→ WORK TASK
All records, minus the pictures: write them out exactly.

→ TASK MATERIAL
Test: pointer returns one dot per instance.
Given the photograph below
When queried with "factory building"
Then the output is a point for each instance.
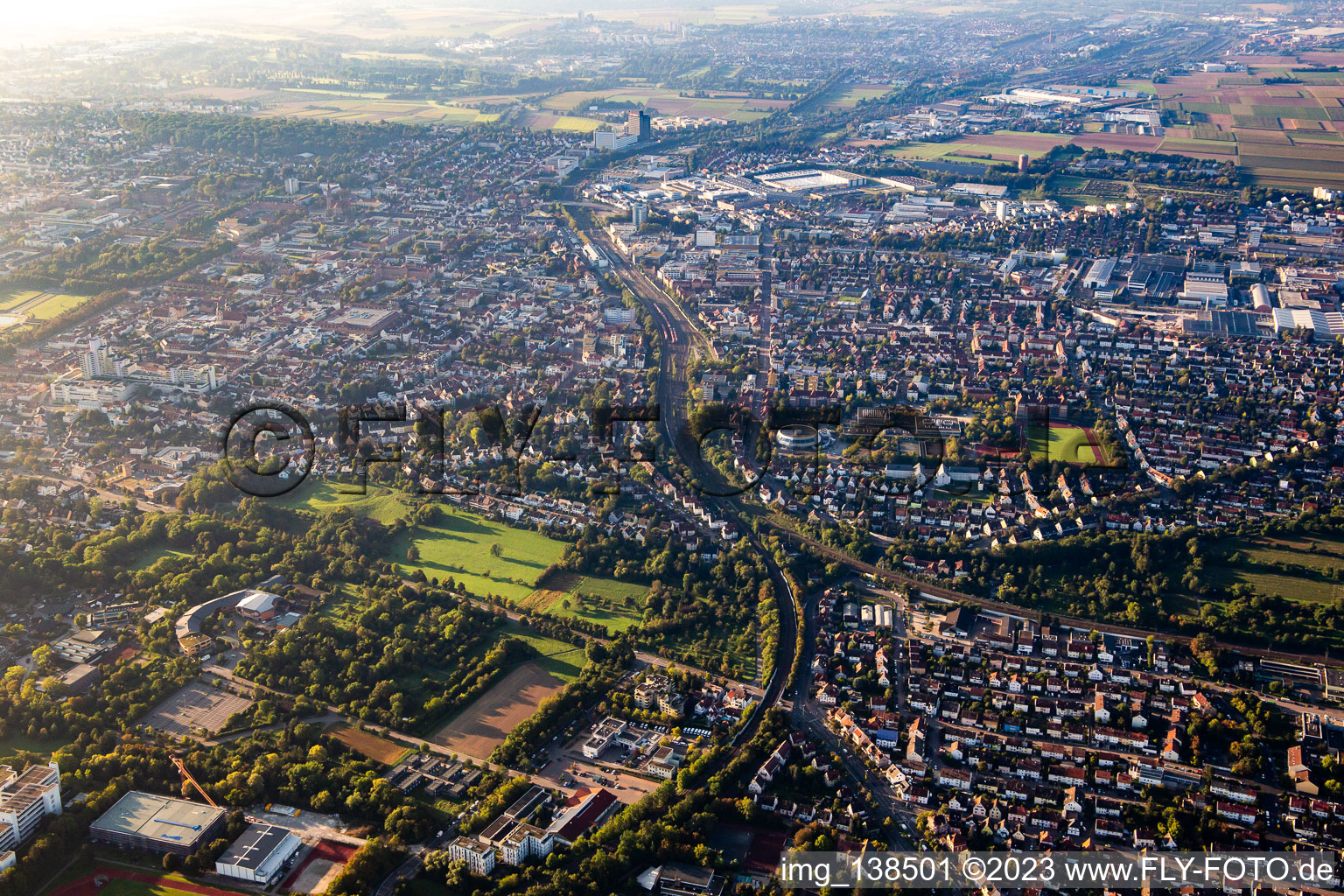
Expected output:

→ WORKED SOLUTION
Test: pointer returns one dot per instance.
Given the photograph below
When queried with "factory building"
Then the output is a point for each instance.
Expected output:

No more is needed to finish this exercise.